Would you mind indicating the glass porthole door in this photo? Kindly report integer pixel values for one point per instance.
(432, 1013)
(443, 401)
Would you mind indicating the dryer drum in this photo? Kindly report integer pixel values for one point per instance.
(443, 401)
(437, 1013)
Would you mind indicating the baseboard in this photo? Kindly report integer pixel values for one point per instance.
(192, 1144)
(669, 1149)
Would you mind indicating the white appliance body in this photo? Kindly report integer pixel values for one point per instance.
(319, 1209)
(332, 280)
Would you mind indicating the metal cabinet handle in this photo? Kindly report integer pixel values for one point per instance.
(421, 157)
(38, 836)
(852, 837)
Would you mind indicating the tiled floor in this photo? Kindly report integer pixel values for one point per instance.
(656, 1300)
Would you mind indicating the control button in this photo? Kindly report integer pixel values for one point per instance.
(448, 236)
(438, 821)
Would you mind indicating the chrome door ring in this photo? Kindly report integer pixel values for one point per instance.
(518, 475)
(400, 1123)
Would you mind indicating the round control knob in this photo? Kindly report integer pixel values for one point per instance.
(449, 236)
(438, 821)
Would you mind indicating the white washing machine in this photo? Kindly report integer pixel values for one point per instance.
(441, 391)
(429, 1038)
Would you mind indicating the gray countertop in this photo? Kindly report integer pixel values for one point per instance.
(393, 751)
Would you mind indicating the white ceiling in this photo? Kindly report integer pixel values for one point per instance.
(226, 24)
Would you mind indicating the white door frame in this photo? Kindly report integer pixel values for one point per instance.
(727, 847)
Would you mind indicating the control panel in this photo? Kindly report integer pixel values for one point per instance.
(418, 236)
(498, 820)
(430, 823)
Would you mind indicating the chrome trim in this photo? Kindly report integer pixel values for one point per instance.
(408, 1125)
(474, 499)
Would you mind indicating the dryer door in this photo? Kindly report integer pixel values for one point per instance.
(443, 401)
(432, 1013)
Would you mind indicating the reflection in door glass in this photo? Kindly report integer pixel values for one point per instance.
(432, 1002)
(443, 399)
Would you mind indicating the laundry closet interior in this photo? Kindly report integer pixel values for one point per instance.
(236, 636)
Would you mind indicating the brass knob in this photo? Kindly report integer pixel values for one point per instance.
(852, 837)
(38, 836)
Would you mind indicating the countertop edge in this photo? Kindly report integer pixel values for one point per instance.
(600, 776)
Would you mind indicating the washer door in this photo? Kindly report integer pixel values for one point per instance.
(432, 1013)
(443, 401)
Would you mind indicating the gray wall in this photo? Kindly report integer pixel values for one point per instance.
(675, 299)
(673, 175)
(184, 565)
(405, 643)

- **YOUR OBJECTIVE**
Word for word, restate the line that contains "Would you mind indicating the laundry" and each line after it, up to and including the last line of the listing; include nothing else.

- **ANSWER SPACE**
Would you mind indicating the laundry closet interior in this photo? Kindly report integer pixel values for one point per instance.
(236, 636)
Would you mind indicating the brass knob in this photo? Kindly report integer pixel values for one point per instance.
(852, 837)
(38, 836)
Would you mind indicating the countertop edge in this photo? Kindly report integer pixel values for one point per instance.
(600, 776)
Would you mind indicating the washer door in this photo? Kindly report integer pixel values for one point per instance.
(432, 1013)
(443, 401)
Would you mind indicating the gray wall in this photo? Kindly report integer pixel values for one point per instance.
(675, 299)
(673, 175)
(184, 565)
(405, 643)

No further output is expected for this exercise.